_Material supplied_

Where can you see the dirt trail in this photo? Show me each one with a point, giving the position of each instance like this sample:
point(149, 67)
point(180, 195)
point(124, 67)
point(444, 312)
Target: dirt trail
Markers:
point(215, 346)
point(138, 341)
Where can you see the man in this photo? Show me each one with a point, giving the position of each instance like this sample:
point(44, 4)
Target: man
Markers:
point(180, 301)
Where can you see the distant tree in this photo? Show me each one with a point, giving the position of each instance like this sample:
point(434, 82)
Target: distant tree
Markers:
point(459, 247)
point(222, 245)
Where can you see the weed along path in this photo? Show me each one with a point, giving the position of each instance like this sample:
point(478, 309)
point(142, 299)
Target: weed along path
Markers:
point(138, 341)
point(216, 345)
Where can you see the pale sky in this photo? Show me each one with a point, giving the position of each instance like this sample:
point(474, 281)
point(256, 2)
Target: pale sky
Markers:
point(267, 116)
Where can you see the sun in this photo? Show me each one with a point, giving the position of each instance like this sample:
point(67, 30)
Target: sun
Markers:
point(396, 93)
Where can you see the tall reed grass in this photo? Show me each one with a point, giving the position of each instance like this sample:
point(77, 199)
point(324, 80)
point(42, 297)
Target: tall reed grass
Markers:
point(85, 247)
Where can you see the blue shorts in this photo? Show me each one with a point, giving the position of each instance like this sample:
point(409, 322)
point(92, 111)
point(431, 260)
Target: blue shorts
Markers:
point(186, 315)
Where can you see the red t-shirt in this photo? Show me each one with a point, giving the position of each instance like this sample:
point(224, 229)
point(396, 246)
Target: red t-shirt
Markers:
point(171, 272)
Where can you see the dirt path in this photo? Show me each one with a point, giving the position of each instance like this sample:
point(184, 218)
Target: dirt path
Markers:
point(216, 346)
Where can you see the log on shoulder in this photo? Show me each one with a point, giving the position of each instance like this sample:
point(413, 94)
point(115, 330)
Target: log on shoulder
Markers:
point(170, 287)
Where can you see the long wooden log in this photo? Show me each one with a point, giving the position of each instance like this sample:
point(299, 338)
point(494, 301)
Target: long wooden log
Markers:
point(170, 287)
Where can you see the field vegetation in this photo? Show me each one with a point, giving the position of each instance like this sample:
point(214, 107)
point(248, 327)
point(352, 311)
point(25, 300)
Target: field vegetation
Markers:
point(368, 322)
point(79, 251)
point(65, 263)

_Required work_
Render every line of the rows above as a Markdown table with the columns No. and Text, giving each line its running number and leaving out blank lines.

_Solution to this task_
| No. | Text |
|---|---|
| 1 | Where can you see the dirt trail in this photo? Show me each one with a point, giving the position of each instance like this sample: |
| 2 | point(149, 67) |
| 3 | point(180, 195) |
| 4 | point(124, 67) |
| 5 | point(444, 312) |
| 6 | Target: dirt trail |
| 7 | Markers: |
| 8 | point(215, 346) |
| 9 | point(138, 341) |
| 10 | Where can you see the man in this photo? Show me each one with a point, giving the position of each instance like this sample: |
| 11 | point(44, 4) |
| 12 | Target: man |
| 13 | Markers: |
| 14 | point(180, 301) |
| 15 | Where can you see the distant tree in this photo? Show me each one with a point, giving the position of each instance like this sample: |
| 16 | point(434, 82) |
| 17 | Target: distant tree |
| 18 | Markers: |
| 19 | point(459, 247) |
| 20 | point(222, 245) |
| 21 | Where can you see the weed along path in this photo? Show me each one with a point, giving the position of each instance like this sample: |
| 22 | point(478, 309) |
| 23 | point(142, 299) |
| 24 | Target: weed along path |
| 25 | Markers: |
| 26 | point(138, 341) |
| 27 | point(216, 345) |
| 28 | Where can you see the pale sky in this photo? Show me each one with a point, giving the position of each instance like this sample: |
| 29 | point(474, 281) |
| 30 | point(256, 2) |
| 31 | Target: pale sky |
| 32 | Markers: |
| 33 | point(267, 116) |
| 34 | Where can you see the sun in this photo? Show me each one with a point, giving the position of each instance like this sample: |
| 35 | point(67, 30) |
| 36 | Target: sun |
| 37 | Markers: |
| 38 | point(396, 93) |
| 39 | Where can you see the tall reed grass in this photo? Show me each one with a point, giving the position of each instance like this sample: |
| 40 | point(77, 199) |
| 41 | point(324, 80) |
| 42 | point(42, 297) |
| 43 | Target: tall reed grass |
| 44 | Markers: |
| 45 | point(85, 247) |
| 46 | Where can you see the blue shorts in this photo? Show me each one with a point, giving the position of each instance like this sample: |
| 47 | point(409, 322) |
| 48 | point(92, 111) |
| 49 | point(431, 260) |
| 50 | Target: blue shorts |
| 51 | Markers: |
| 52 | point(186, 315) |
| 53 | Where can you see the red t-shirt in this photo? Show me each one with a point, giving the position of each instance like this sample: |
| 54 | point(224, 229) |
| 55 | point(396, 246) |
| 56 | Target: red t-shirt |
| 57 | Markers: |
| 58 | point(171, 272) |
| 59 | Where can you see the dirt path in this photo? Show me each one with a point, giving the position of each instance like this sample: |
| 60 | point(184, 218) |
| 61 | Target: dirt path |
| 62 | Markers: |
| 63 | point(216, 346) |
| 64 | Where can you see the log on shoulder in this photo? Show me each one with a point, giving the position of each instance like this sample: |
| 65 | point(413, 94) |
| 66 | point(115, 330) |
| 67 | Target: log on shoulder |
| 68 | Markers: |
| 69 | point(170, 287) |
| 70 | Where can you see the long wooden log in this photo? Show me each one with a point, giving the position of each instance like this sample: |
| 71 | point(299, 338) |
| 72 | point(494, 301) |
| 73 | Target: long wooden log |
| 74 | Markers: |
| 75 | point(170, 287) |
| 76 | Where can you see the field vegetation in this photo? Show me each one with a point, giving the position of each instance like this sample: |
| 77 | point(214, 107) |
| 78 | point(248, 327) |
| 79 | point(352, 311) |
| 80 | point(25, 300) |
| 81 | Target: field vegetation |
| 82 | Markers: |
| 83 | point(368, 322) |
| 84 | point(79, 251) |
| 85 | point(65, 263) |